Select every line in the listing below that contains the word "instance", and copy those lines out. Letter case counts.

============

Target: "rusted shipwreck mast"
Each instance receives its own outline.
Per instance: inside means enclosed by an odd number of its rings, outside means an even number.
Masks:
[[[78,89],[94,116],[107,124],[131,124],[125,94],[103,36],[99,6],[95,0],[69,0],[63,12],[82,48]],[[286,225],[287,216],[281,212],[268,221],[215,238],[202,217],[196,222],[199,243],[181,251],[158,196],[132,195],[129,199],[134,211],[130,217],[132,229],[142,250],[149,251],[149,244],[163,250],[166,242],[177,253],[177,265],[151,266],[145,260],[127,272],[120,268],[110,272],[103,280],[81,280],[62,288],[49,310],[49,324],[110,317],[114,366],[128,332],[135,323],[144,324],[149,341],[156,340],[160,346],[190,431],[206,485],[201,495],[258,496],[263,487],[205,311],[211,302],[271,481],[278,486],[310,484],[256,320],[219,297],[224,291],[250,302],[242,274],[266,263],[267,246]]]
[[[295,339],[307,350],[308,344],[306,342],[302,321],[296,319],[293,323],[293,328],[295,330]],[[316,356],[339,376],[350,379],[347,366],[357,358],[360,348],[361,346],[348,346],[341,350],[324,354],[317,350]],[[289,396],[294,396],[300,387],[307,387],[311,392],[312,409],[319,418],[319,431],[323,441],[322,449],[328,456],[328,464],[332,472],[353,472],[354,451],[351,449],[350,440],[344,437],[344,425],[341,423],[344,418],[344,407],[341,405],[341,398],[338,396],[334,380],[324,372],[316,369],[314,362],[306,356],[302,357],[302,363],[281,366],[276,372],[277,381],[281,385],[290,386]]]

============

■ Output ■
Each instance receives its own outline.
Per instance: inside means enclosed by an odd number of its rings, outside means an even number.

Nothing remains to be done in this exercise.